──────── PAGE ────────

# If you wanna buy a nice and 100% compatible Usb Wifi adapter buy one of these they are great !



## christhegeek (Apr 30, 2019)

If you are looking to buy a really compatible and trustworthy wifi usb adapter for freebsd
Search ebay with these keywords copy the entire text:    RTL8812AU 1200M 5G Wireless Network Card USB 3 Wi-Fi-Receiver
and paste it on ebay search.

I'm using it right now and it is crazy compatible with freebsd out of the box !
_(and with linux  after you install the opensource driver if you are using ubuntu)
Did i mention is cheap as hell ? 
-----------------------
Second:
 Also for compatible wifi adapters you could grab a belkin f7d1101  wifi adapter which is also compatible with freebsd _


----------



## SubarcticDarner (May 7, 2019)

EDIMAX's RTL8812AU version has issues (for me). Whenever I performed an rsync to a remote file server, the interface would lock up and I'd be forced to reboot. Allegedly, -rxcsum and -rxcsum6 would do the trick but it didn't work for me. Also, the IEEE80211 stack seems to throw some errors. But it certainly was a reprieve from the issues of the RTL8192CUS implementation. Then again, it keeps causing my lagg(4) port to choke at times.

I think more work is needed before I can move it to production, which is why I've accepted plain-jane Ethernet.

──────── DATA EXCERPTS ────────

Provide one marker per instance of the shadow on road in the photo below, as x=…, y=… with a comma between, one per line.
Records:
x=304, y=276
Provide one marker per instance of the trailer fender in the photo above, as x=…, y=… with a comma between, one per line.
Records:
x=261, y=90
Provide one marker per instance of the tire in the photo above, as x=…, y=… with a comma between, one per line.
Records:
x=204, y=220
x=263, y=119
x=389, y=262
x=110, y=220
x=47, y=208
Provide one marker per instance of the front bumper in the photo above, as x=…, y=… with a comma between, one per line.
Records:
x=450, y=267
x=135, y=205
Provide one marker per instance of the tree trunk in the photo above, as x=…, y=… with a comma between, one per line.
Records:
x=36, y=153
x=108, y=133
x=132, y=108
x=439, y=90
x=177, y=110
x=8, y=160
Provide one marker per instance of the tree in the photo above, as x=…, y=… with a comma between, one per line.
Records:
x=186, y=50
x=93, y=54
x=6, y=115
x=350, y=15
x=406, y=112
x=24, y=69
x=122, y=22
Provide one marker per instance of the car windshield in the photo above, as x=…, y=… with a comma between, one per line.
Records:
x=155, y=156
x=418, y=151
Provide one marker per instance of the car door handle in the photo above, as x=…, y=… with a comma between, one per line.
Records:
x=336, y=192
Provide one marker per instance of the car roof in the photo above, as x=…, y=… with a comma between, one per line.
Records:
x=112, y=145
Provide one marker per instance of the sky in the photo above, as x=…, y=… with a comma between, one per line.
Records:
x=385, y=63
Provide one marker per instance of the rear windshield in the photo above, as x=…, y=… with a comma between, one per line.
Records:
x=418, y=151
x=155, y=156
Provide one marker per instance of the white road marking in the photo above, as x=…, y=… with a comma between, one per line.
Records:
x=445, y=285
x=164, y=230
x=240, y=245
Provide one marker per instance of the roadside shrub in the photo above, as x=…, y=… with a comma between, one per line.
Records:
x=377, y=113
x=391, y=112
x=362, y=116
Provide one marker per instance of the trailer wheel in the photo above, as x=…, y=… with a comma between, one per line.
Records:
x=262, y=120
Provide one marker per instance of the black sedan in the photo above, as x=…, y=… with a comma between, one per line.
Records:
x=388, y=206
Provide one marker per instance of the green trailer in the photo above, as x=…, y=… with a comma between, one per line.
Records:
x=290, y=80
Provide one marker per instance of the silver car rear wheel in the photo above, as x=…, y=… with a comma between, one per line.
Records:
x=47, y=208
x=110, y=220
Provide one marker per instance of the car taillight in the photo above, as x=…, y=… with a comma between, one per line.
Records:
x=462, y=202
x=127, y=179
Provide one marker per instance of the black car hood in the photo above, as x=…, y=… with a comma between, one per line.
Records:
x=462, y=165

────────
──────── DATA EXCERPTS ────────

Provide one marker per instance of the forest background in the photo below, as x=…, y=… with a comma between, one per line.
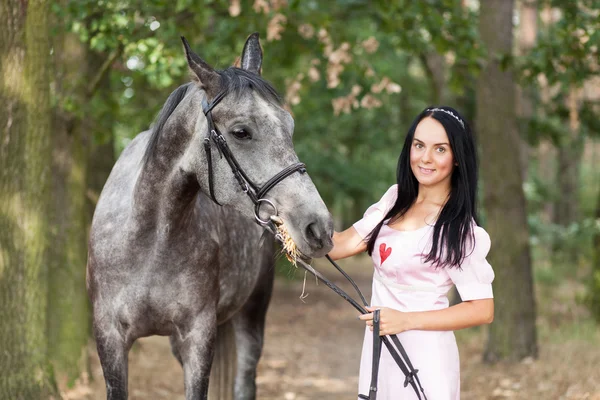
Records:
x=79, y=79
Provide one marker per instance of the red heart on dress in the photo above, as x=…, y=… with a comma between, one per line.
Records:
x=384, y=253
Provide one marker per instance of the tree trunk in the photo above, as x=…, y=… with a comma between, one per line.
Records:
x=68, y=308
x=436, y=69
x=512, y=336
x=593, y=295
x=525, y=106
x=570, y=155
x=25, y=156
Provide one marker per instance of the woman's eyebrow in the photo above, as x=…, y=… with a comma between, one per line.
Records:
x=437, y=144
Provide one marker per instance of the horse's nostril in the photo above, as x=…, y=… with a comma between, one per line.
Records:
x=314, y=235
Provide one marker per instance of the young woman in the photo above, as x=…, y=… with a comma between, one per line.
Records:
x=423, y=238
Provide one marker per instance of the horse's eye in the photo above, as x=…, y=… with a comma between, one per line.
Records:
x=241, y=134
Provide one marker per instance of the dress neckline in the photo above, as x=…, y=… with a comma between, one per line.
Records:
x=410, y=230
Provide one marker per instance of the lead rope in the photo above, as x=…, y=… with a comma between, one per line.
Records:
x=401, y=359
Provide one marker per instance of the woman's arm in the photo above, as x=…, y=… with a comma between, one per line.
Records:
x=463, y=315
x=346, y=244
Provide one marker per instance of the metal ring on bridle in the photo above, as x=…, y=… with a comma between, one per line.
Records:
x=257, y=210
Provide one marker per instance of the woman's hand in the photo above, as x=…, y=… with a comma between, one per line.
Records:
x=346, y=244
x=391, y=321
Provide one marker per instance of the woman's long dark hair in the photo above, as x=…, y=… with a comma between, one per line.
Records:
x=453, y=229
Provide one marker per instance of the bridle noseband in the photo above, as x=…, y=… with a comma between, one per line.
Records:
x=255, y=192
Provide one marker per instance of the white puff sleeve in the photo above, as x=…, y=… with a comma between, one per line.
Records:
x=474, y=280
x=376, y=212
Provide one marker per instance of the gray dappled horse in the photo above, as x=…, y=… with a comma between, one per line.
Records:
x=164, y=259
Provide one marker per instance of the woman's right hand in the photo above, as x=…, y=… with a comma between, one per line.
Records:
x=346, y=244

────────
──────── DATA EXCERPTS ────────

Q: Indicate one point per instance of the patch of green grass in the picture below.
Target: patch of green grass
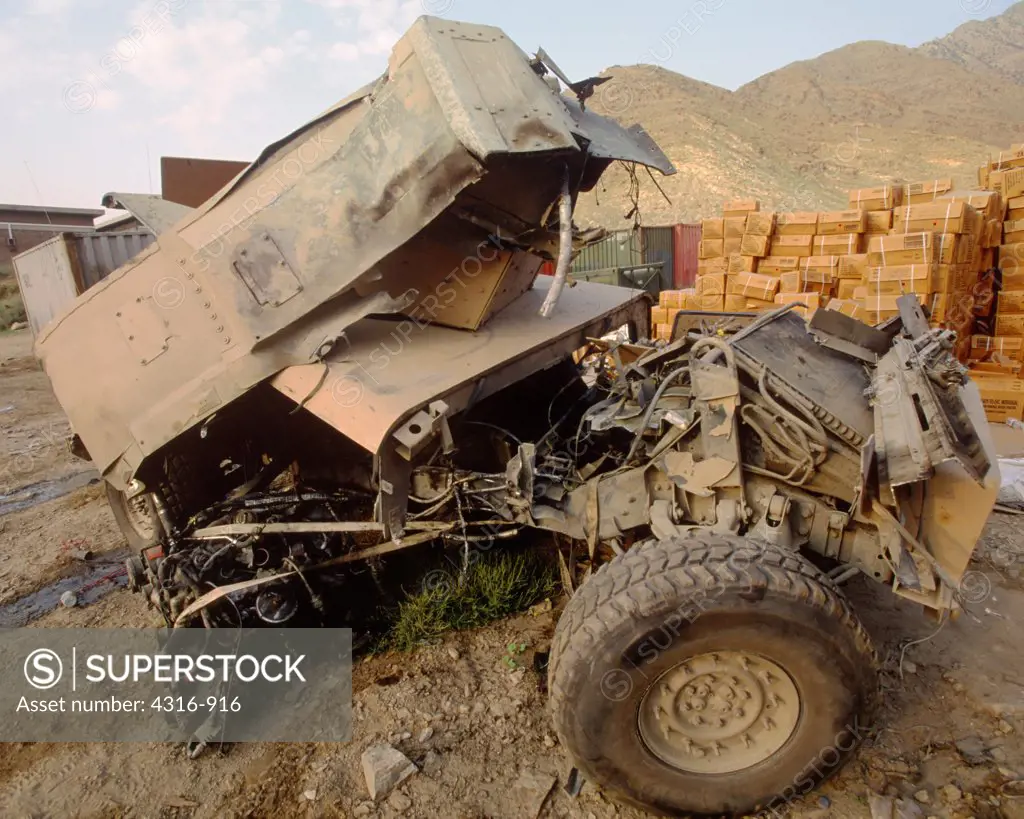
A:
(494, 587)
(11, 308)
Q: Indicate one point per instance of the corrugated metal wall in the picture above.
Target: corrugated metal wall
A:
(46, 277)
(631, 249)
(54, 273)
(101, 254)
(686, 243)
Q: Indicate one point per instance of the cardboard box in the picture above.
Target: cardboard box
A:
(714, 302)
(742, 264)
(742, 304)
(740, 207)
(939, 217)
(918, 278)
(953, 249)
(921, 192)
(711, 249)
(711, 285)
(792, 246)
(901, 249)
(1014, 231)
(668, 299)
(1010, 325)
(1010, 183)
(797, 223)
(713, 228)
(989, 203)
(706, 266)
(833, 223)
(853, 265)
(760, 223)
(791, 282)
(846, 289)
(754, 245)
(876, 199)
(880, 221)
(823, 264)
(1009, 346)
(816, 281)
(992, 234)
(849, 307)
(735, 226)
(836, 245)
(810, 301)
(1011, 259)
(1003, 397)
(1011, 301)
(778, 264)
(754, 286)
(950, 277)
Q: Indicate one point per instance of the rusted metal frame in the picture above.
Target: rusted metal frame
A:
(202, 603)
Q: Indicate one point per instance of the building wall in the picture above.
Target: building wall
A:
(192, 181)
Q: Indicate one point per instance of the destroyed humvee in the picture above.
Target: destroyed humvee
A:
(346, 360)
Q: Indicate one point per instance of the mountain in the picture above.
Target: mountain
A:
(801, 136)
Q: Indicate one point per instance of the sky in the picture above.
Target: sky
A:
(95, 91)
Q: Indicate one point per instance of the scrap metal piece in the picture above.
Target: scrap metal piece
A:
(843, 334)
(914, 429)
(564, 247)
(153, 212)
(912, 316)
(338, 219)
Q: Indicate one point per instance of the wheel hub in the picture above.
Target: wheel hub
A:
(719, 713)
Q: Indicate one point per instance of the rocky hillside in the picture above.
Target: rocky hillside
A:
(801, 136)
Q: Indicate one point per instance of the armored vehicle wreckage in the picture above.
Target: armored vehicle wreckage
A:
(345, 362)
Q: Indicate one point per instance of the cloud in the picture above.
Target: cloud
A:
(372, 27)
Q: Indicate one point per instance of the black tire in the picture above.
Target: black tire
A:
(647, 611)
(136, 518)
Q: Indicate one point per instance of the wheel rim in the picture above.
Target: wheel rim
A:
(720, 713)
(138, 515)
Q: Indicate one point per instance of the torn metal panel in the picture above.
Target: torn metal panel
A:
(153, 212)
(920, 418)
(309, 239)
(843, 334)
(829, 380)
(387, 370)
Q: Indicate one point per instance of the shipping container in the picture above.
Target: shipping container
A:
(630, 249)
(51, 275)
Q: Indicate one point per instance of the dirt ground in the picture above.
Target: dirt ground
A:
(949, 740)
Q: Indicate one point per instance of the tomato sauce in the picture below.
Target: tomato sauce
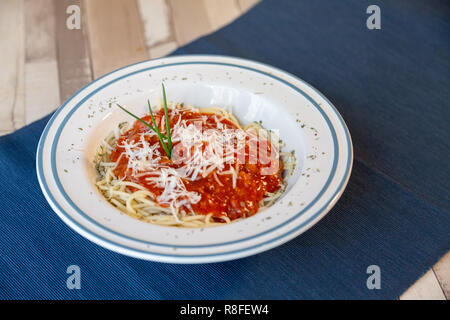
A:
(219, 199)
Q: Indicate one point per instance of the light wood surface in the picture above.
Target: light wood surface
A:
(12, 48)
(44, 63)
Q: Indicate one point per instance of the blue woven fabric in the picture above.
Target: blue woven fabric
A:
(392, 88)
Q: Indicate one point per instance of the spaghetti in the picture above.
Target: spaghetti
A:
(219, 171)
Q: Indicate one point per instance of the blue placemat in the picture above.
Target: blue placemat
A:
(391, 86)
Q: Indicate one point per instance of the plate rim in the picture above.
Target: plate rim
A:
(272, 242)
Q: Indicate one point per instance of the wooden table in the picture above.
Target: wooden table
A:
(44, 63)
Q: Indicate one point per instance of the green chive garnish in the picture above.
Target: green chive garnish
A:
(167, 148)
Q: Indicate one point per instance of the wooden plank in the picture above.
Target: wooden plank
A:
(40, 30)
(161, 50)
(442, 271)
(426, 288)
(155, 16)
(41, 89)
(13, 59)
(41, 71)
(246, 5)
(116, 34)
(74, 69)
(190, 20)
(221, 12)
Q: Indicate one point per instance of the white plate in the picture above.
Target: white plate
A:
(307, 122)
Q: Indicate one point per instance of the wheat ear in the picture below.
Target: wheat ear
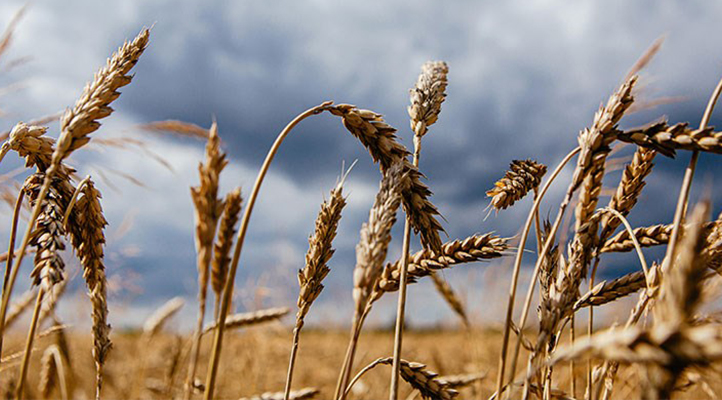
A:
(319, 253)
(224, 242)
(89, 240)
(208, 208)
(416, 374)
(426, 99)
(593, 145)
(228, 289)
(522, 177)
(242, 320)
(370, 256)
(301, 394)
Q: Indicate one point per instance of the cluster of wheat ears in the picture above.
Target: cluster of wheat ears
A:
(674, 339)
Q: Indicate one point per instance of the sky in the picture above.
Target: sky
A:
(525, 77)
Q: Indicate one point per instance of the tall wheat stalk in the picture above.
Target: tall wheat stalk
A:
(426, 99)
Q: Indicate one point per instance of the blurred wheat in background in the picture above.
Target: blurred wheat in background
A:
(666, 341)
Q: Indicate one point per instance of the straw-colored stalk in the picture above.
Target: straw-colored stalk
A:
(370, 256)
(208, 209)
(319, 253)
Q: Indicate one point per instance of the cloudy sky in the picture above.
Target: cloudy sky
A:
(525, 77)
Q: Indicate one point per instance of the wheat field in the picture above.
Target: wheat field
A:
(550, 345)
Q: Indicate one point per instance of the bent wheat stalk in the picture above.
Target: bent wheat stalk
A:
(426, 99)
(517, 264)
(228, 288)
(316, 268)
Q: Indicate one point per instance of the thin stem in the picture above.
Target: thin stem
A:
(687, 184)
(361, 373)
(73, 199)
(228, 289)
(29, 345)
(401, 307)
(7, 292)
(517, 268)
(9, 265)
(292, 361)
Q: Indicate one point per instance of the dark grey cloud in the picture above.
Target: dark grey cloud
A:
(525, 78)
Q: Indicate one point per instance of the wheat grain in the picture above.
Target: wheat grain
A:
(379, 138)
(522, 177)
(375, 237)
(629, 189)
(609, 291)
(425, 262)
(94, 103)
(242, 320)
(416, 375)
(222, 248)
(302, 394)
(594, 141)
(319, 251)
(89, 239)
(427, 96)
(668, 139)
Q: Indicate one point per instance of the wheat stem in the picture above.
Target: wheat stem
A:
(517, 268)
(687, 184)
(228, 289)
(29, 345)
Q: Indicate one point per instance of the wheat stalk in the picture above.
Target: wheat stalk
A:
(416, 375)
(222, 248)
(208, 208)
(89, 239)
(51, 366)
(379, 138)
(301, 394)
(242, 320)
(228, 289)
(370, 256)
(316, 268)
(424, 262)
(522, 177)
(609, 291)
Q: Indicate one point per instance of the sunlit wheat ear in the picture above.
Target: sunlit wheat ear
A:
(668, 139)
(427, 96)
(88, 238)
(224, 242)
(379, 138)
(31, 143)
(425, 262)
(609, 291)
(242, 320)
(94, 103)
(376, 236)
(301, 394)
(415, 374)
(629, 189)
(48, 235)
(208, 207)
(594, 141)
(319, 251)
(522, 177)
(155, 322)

────────

DIRECTIONS ::
In the forum thread about USB Wi-Fi adapters, what action caused the interface on the EDIMAX RTL8812AU adapter to lock up?

TASK RESULT ::
Performing an rsync to a remote file server.